> _WHAT IS REQUIRED_: Nothing but a number should be returned: the count of lines in the records that contain "blue".

> _Referring expression data_:
= Beginning of Section =

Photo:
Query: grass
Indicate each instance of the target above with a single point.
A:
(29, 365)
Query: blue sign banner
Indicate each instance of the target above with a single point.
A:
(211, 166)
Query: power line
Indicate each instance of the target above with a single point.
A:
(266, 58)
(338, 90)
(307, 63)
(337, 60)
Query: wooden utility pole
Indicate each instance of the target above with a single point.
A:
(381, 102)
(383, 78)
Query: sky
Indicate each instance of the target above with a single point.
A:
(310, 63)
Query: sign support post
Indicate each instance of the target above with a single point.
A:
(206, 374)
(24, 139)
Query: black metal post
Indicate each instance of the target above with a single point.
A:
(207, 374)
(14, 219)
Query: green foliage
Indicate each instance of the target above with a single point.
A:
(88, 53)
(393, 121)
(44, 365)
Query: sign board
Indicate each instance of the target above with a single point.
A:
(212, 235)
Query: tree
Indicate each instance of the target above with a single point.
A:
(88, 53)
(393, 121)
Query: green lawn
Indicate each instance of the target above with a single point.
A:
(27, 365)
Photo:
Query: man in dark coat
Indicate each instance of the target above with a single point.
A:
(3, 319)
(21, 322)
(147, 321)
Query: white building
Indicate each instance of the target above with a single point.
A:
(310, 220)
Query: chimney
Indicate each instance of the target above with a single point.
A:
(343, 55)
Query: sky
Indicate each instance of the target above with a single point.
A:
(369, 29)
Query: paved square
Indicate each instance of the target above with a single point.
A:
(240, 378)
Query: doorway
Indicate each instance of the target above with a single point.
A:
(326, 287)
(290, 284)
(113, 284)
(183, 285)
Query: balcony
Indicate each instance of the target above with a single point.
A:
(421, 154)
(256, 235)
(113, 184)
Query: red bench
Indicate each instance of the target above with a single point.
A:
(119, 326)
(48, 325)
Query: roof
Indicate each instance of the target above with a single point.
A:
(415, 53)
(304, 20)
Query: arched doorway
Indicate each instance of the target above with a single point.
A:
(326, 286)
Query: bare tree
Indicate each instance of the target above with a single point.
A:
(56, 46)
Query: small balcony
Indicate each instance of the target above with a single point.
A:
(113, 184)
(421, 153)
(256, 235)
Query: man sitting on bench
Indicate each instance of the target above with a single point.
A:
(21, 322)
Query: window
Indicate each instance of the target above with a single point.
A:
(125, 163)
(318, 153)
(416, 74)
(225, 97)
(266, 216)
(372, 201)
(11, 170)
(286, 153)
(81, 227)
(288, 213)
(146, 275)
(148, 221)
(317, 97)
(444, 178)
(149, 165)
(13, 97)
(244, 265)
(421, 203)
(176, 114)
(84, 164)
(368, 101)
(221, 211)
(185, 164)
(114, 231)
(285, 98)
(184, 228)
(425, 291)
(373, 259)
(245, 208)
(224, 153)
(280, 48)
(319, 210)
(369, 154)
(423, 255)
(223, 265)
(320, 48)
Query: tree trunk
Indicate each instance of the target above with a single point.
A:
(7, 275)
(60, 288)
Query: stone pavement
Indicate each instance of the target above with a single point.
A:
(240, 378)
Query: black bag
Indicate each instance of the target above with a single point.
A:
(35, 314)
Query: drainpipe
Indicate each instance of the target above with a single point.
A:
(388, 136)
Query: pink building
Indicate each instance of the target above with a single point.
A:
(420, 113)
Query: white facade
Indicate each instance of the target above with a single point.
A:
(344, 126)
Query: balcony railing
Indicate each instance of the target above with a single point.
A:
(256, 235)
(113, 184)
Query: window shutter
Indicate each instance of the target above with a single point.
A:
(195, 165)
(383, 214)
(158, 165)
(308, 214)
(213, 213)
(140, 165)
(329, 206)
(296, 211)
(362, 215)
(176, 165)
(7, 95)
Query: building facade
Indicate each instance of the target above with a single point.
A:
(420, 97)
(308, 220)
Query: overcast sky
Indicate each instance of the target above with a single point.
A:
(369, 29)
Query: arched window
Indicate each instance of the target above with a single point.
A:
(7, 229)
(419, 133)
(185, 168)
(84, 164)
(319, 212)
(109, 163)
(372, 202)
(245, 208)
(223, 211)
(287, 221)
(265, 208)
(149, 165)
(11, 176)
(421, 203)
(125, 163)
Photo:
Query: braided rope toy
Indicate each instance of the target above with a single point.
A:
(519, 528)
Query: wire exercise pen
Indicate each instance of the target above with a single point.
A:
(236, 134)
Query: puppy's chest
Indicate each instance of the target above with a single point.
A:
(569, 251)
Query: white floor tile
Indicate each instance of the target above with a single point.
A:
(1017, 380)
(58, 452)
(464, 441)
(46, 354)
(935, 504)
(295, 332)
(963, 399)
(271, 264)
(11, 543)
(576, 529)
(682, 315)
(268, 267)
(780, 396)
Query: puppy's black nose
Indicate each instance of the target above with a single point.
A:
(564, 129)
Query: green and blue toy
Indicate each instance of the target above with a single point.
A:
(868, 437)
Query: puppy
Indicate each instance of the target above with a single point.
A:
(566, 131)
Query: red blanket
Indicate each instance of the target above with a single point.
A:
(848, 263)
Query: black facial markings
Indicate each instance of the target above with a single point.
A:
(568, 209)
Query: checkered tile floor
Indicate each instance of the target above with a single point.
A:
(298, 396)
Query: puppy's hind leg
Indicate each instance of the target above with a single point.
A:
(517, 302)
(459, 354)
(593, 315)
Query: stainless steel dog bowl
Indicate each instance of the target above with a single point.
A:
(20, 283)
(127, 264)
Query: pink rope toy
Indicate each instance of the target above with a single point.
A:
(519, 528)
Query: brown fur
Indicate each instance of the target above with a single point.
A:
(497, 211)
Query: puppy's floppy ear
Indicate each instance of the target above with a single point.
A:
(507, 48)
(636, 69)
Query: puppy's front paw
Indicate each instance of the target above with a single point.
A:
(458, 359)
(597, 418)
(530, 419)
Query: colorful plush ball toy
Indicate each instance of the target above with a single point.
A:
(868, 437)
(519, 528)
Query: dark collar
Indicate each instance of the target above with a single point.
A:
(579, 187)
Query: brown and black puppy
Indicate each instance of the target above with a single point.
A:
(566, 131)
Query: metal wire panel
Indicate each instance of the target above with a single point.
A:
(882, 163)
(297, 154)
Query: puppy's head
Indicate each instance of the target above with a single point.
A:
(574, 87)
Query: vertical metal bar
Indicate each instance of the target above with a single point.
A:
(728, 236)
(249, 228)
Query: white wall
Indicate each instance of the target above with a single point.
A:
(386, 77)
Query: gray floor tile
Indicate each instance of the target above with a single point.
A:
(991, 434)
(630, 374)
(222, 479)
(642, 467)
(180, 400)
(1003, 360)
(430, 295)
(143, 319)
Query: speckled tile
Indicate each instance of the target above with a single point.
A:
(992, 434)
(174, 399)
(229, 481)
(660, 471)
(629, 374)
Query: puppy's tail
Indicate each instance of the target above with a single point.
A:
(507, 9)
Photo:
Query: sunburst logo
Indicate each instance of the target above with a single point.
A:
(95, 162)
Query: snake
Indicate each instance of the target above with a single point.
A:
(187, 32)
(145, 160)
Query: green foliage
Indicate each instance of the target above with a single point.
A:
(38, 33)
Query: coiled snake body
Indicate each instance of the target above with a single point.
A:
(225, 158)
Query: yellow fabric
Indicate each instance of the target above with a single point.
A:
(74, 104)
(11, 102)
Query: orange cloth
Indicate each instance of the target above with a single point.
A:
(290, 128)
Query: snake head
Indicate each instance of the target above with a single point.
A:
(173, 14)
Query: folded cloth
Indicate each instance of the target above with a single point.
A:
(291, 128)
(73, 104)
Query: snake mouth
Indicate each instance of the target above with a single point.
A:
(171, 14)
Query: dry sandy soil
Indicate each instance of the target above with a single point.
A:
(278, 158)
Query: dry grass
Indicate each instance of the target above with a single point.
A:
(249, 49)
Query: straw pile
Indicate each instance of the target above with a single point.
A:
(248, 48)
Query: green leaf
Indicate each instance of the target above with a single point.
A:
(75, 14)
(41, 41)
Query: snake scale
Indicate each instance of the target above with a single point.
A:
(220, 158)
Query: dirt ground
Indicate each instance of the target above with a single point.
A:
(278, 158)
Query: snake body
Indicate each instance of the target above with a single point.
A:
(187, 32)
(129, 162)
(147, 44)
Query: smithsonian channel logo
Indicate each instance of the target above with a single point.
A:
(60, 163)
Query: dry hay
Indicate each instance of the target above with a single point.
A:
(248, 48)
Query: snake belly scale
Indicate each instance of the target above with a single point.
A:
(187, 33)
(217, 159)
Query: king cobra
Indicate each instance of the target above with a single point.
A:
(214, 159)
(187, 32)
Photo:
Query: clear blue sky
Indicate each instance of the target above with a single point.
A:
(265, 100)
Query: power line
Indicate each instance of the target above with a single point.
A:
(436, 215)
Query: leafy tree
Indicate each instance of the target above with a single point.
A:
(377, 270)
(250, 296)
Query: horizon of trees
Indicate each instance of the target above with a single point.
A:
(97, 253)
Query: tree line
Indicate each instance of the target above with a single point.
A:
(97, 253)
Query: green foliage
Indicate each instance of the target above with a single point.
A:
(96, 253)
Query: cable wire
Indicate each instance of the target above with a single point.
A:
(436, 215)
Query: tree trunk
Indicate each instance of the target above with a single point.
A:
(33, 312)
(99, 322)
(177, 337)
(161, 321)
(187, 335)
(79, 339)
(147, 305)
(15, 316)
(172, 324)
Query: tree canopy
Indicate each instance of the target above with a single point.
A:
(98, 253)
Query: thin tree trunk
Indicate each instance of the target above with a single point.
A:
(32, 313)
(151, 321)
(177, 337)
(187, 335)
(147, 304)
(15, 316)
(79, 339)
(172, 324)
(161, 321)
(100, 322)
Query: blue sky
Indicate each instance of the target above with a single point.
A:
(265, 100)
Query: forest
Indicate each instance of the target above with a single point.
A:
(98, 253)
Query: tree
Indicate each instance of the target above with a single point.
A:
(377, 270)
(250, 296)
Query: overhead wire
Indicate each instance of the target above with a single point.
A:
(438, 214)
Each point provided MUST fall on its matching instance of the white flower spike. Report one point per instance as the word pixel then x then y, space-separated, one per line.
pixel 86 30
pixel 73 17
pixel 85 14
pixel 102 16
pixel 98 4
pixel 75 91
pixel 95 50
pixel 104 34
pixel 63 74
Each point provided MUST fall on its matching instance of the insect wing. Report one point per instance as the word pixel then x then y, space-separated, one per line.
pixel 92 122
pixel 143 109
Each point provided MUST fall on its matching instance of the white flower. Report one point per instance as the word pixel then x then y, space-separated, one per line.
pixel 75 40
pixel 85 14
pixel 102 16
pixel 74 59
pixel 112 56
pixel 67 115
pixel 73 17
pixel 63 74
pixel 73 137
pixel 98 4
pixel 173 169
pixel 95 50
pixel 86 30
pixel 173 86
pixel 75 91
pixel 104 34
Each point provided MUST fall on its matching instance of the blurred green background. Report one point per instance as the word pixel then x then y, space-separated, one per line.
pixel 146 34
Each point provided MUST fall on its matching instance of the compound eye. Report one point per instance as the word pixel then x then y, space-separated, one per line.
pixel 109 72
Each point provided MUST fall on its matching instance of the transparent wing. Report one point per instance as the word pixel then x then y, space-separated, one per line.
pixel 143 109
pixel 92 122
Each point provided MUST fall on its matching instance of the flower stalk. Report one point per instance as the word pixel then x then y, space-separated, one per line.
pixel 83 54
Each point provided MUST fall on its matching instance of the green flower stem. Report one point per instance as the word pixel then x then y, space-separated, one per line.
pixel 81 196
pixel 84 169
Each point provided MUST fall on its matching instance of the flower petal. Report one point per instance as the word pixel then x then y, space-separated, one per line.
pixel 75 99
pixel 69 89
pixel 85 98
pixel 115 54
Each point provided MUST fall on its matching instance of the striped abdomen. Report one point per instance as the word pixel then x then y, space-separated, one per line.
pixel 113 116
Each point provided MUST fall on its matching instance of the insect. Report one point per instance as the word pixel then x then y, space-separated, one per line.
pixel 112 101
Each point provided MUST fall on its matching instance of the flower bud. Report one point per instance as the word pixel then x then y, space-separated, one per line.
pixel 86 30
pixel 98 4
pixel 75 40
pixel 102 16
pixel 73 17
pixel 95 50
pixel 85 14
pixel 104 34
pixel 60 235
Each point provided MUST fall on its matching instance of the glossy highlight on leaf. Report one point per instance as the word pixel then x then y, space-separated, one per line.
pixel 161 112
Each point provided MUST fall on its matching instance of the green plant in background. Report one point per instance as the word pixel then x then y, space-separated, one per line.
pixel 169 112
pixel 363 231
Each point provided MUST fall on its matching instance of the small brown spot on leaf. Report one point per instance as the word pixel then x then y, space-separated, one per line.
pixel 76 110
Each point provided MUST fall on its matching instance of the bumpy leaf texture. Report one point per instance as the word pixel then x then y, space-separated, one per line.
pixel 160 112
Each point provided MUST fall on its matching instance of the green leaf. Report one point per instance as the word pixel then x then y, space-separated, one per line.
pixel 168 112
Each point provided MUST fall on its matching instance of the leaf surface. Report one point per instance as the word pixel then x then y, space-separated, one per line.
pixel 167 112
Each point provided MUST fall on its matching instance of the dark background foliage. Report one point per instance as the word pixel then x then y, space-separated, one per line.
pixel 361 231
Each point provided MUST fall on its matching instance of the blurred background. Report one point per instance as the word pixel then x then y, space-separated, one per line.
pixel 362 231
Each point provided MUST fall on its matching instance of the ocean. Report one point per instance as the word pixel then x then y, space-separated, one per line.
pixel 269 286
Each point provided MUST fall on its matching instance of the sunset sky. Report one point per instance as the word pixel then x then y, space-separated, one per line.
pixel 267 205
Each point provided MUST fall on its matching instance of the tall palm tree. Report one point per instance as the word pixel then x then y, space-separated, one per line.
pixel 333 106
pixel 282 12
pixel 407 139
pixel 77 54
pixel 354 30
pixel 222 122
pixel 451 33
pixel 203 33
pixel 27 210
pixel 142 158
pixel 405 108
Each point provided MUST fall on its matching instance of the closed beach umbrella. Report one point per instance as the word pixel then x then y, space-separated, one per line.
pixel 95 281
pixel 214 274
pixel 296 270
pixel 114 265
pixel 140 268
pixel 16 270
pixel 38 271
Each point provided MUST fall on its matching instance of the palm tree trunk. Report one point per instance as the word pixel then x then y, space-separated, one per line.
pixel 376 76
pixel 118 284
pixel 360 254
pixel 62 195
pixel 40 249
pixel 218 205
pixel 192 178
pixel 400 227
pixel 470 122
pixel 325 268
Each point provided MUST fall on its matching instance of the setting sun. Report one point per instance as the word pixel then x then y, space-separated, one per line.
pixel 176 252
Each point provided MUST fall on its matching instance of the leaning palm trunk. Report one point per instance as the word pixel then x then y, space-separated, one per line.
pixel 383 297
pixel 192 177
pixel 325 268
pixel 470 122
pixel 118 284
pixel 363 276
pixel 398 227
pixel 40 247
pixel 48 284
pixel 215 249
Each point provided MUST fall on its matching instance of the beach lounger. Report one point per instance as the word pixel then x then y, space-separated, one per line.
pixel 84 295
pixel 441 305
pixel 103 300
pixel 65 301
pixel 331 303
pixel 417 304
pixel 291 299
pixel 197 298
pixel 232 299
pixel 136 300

= End of Section =

> _EXERCISE ANSWER_: 4